Work required:
Please give back each line of the material unchanged, but without the images.

Data provided:
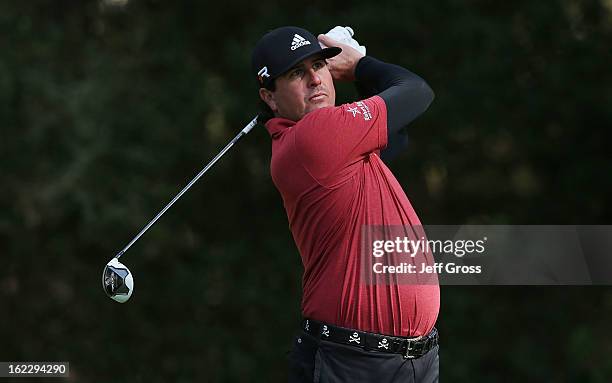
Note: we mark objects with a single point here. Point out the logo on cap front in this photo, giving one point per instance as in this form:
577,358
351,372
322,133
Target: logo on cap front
263,72
298,41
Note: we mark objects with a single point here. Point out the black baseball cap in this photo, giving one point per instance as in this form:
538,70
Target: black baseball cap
279,50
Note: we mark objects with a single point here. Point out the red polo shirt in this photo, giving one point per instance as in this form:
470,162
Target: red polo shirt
329,173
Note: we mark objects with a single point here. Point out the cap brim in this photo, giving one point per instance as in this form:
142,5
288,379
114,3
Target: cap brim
325,53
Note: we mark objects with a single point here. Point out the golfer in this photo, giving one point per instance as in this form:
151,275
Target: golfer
326,163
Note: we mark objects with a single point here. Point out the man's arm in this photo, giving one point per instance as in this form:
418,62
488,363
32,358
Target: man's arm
406,95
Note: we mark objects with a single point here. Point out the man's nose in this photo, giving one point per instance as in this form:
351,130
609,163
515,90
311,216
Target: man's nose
314,79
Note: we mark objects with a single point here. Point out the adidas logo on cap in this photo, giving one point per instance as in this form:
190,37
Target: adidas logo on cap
298,41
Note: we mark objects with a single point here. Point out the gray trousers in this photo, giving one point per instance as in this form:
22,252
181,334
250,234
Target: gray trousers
318,361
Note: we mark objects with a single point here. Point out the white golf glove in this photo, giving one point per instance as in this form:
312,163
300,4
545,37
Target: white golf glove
345,36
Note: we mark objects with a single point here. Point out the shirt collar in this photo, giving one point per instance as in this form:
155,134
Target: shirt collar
276,126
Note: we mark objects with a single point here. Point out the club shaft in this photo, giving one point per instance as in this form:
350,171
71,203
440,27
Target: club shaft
243,132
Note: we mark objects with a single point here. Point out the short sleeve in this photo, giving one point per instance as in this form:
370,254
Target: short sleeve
330,139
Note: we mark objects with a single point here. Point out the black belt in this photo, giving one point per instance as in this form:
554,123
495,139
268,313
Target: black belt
410,348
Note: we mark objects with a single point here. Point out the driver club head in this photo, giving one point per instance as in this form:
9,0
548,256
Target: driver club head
117,281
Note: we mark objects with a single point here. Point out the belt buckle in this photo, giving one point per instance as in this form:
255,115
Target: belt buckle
409,348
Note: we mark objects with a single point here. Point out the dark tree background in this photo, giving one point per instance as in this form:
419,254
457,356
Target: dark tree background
108,108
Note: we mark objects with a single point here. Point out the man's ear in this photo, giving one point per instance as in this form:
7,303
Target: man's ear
268,97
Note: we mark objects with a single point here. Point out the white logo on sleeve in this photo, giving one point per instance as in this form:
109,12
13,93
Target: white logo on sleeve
361,108
355,111
298,41
367,116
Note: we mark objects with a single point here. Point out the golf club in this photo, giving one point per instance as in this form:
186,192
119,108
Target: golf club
117,280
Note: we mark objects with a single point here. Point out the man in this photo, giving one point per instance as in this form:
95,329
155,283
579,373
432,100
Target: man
327,167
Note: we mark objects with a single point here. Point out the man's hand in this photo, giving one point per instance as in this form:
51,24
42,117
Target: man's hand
342,66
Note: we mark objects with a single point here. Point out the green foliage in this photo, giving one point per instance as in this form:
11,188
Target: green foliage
108,108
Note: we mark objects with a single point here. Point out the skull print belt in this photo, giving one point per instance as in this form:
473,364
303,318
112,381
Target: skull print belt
409,348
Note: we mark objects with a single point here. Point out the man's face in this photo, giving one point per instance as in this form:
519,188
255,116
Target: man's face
305,87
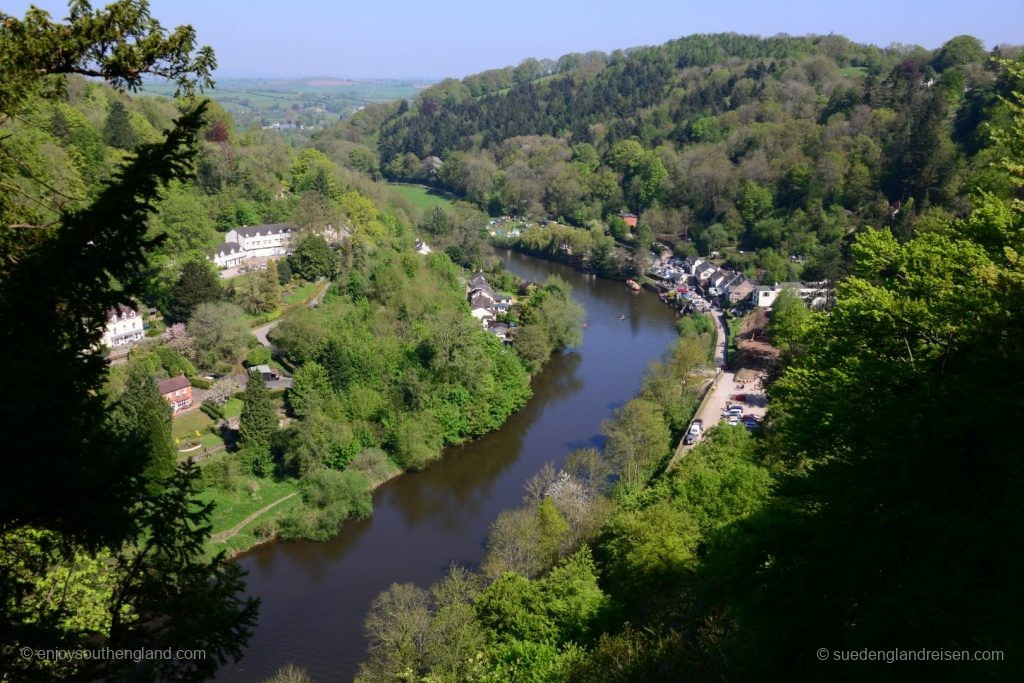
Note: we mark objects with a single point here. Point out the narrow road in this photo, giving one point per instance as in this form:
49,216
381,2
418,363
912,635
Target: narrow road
261,332
224,537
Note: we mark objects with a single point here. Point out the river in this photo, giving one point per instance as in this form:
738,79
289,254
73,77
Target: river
315,595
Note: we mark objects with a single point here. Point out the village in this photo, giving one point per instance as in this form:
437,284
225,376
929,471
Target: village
206,407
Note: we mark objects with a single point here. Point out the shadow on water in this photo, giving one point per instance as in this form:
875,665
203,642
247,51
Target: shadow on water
314,595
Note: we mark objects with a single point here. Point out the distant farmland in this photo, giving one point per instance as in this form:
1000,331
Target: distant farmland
311,102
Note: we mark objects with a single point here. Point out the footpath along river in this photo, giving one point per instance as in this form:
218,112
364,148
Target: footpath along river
315,595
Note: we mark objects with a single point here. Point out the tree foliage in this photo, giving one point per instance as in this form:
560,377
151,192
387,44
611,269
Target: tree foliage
91,497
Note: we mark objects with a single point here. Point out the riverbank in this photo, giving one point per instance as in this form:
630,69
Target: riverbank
246,534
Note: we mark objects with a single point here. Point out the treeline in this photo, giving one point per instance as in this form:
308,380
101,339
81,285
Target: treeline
778,146
534,606
873,511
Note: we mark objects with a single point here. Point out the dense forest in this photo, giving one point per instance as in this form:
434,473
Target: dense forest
875,511
773,150
116,199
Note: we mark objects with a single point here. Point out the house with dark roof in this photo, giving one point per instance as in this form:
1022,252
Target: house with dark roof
176,391
737,289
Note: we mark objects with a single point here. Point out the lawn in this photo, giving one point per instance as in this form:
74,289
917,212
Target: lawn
186,425
300,294
420,197
211,440
231,409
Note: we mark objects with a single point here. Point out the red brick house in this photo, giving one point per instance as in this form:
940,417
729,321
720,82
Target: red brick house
176,391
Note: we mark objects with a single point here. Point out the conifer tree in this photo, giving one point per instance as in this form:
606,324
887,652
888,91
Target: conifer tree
143,419
197,285
258,420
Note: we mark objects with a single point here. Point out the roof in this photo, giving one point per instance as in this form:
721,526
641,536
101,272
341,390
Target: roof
228,248
120,310
484,290
173,384
268,228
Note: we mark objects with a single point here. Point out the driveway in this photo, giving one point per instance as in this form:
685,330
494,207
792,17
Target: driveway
261,332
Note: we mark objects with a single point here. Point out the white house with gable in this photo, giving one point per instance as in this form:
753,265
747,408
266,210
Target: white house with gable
124,326
244,244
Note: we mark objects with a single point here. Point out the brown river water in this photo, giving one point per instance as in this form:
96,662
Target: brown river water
315,595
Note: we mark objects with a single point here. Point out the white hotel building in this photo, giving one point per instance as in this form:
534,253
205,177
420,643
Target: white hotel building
256,242
124,326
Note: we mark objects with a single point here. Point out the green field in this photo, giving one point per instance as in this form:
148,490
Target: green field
300,294
231,409
311,101
186,425
420,197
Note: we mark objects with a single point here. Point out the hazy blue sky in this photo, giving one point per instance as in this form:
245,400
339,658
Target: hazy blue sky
420,38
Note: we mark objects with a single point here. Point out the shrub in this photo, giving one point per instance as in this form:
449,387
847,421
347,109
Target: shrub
213,411
220,473
372,463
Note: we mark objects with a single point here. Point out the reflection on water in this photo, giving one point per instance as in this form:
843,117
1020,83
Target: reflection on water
314,595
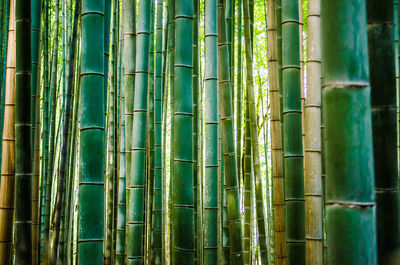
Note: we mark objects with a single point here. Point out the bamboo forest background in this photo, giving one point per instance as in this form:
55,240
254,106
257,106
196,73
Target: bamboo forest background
191,132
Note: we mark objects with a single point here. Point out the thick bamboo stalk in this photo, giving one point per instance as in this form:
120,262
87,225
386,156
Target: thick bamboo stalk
292,134
229,157
183,208
23,134
350,200
91,142
8,149
312,143
136,213
210,199
380,19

Response to the task:
Note: we mark objects with a single point here. Point out the logo on cap front in this photo, giving one point per instance as in this form:
577,358
351,372
322,133
Target: logo on cap front
263,72
298,41
Note: we mark objects with a single point here. Point out the black baseball cap in this photo, giving one point per instance as in this form:
538,70
Target: black baseball cap
279,50
Note: we mark objects with a single point here. Point out the red polo shirt in this photo, giving one point per instance as in this form:
470,162
Target: red polo shirt
329,173
Note: we mark objects with a single point here. Point out the cap brim in this photo, giving one point per instance as in this form:
142,5
288,379
114,3
Target: cap brim
325,53
Note: we mark objects with a single point here. Point out the golfer in this photo, giving one point per instance as in this form:
151,275
Target: golfer
326,163
Note: we mark objects with a single point here. Point out the man's arm in this photo, giving one point per instance as in this form:
418,62
488,363
32,358
Target: man's arm
406,95
Note: we mark objects with a single point here. Point out the man's nose in this photo, giving one point per instance as in this form:
351,130
609,163
515,90
311,216
Target: man's nose
314,79
Note: we mark objects with a single point here. Point out the adidas logo on cap in this photo, giving one point per instance as in this form:
190,37
Target: adidas logo on cap
298,41
Note: we mark objects with a single point here. Point out the gray trousers in this photo, giving one point per instance as in this form:
22,252
181,334
250,234
Target: gray trousers
318,361
Note: we mark objects with a single point here. Point out the white golf glove in this photo, giving one point per instance as in this form:
312,163
300,4
545,37
Target: white golf glove
345,36
Note: we mark objects with a single point here. Point out the shirt collar in this photo, giving one point per instance as in this form:
155,134
Target: shirt collar
276,126
Note: we mark objects with a single point here. Point out the club shaft in this photo, giving one point per instance as in this form:
350,171
71,203
440,27
Target: club shaft
243,132
Note: we mark objects with a single point here. Point out the short sleeve in this photo, giving one point per instance as in this form:
370,254
Target: short sleeve
330,139
Note: we mark objects with a single point here. Point out the black belt in this photo, giving one point per instance as in this form:
554,123
495,139
268,313
Target: black belt
410,348
Note: we mark objects with a single point here. Point out the driver club head in this photo, giving one point per instance as in this form:
9,0
548,256
Target: driver club head
117,281
Note: we mark objects with a single point here. Point out the belt buckle in this photo, giving one point per instance as in this form:
255,115
Target: belt buckle
409,348
Note: we mark objects with a single point here. Point out the dark tree background in this photo, giving one point per instance as in this form:
419,254
457,356
Target: dark tree background
108,108
Note: we mark objects with a single point here. Point out the man's ear in this photo, giving one point per instance as in this form:
7,303
Target: man's ear
268,97
Note: we mark objects with a single point here. Point out the white logo on sleeve in this photo, giving one point per instance as in this form:
109,12
13,93
Target: white logo on sleeve
361,108
355,111
298,41
367,116
Note: we mark objects with a single point here. Point out the golf club in this photo, giving one point per instance as in this form:
186,192
119,108
Target: golf club
117,280
Note: we mark objects with a single point here. Point out the man in this photo, giving one point per instance as in this form:
95,329
155,283
579,373
432,100
Target: man
327,167
Note: we mark objects with a single point here. Point out the man's hand in this photo, giving one point per instance as in this form:
51,24
42,117
Target: man's hand
342,66
Note: we mark objects with a single point here. Point out the green foliage in this photo, giving one point per instance as in this form:
11,188
Target: green foliage
108,108
Note: we mark objects with a single point here. Point out the skull print belt in this photo, giving one point per instance as in this form:
473,364
303,318
112,381
Target: skull print belt
409,348
Note: we mark objects with a single point here. Point out the man's face in this photo, giving one point per instance as in this form:
519,188
255,116
Target: man's face
305,87
Note: we mark objects with a single point here. Point out the narrow road in this photo, giving one point per instance as in this form:
49,216
381,2
418,363
912,635
Target: narrow road
261,332
224,537
Note: we mark objects with a single point here. Point out the river in this photo, giving one point per instance as in this form:
738,79
289,254
73,77
Target: river
315,595
Note: we mark objects with a single point here. Point out the village in this photo, giving one point per instance as in this form:
437,284
225,376
929,471
Target: village
206,407
Note: we mark objects with a single point here. Point out the shadow on water in this photo, giving one point per instance as in this form:
875,665
203,642
247,51
Target: shadow on water
314,595
Note: we mark objects with a single point here. Point out the distant farmland in this photo, giving one point per instance as in this form:
1000,331
Target: distant farmland
311,102
Note: we mark objects with a single point here. Point out the footpath along river in this photo, giving one point per instance as in this form:
218,112
364,148
Target: footpath along river
315,595
Note: we mark objects with a single point here. Point out the tree foliage in this photo, giving one point per instance as in this form:
560,377
151,192
387,44
611,269
Target: tree foliage
91,497
Note: we mark objects with a single point here. Point out the riverbank in this photo, giving one point per instance as in this form:
630,69
Target: riverbank
246,534
Note: we mark objects with a single point here. Point out the treeline in this photo, giving one point per instance as in this form:
308,380
101,339
81,285
Target: treeline
778,146
534,606
873,511
Note: we mark objects with a single point here. Point out the dense forest in this photo, giving one point per instance as in this form:
434,473
Target: dense forest
875,511
773,150
116,199
Note: we mark objects with a single point here. Point out the house with dark roof in this photo, giving one point per instance as in this form:
1022,252
Target: house with dark roof
176,391
737,289
Note: we mark objects with a single point here. Point out the lawn in this photo, giving one point per instance as in this form:
74,289
917,212
Target: lawn
186,425
300,294
420,197
211,440
231,409
Note: we mark objects with a single point here. Point out the red brick house in this photo, giving one point per instance as in this form:
940,417
729,321
720,82
Target: red brick house
176,391
Note: we mark objects with a single point here. Point out the conifer tree in this photo, giving one point per instance as in this form:
606,324
887,652
888,91
Target: conifer tree
143,419
197,285
258,420
Note: we mark objects with a single point here. Point out the roof in this photo, giving one point per instance as in this form:
721,526
641,536
101,272
341,390
Target: roof
228,248
120,310
484,290
173,384
268,228
Note: we mark objects with a single point here. Point out the driveway in this photo, giving one point per instance as in this form:
685,330
494,207
792,17
Target: driveway
261,332
Note: we mark objects with a single point here. Point out the white house with gable in this photo, giving one point per instance as in this form:
753,265
747,408
266,210
Target: white house with gable
124,326
244,244
Note: we mark objects with a single point here. Point out the brown river water in this photo, giving one point per instance as in this form:
96,662
Target: brown river water
315,595
Note: we mark objects with a single point here. Point out the white hotel building in this photo, giving one point per instance as in this form:
534,253
205,177
420,643
Target: white hotel building
256,242
124,326
Note: we mark objects with a single point here. Point out the green field in this photo, giving one point per instance as in this form:
148,490
Target: green field
300,294
231,409
311,101
186,425
420,197
Note: we mark objects with a single point here. Point out the hazy blue sky in this photo, giving one point per instance as in this form:
245,400
339,658
Target: hazy blue sky
420,38
Note: we mark objects with a single point here. Point out the shrub in this photo, giving one point per instance as in this form:
449,387
847,421
347,109
Target: shrub
213,411
220,473
372,463
Note: we mark objects with a single point here. Point out the reflection on water in this photo, giving one point per instance as in this form:
843,117
1020,83
Target: reflection on water
314,595
Note: we mark objects with a single point here. Point out the bamboo forest background in this photo, giving one point per instance as in this form:
55,240
254,106
257,106
196,73
Target: bamboo forest background
191,132
Note: we mark objects with a single point here. Point out the thick bamboo stalk in this photo, giving one point per instance as in this form:
120,262
87,225
386,156
Target: thick bamboo stalk
292,134
229,157
183,208
23,134
350,200
91,142
8,149
312,143
136,213
210,199
380,19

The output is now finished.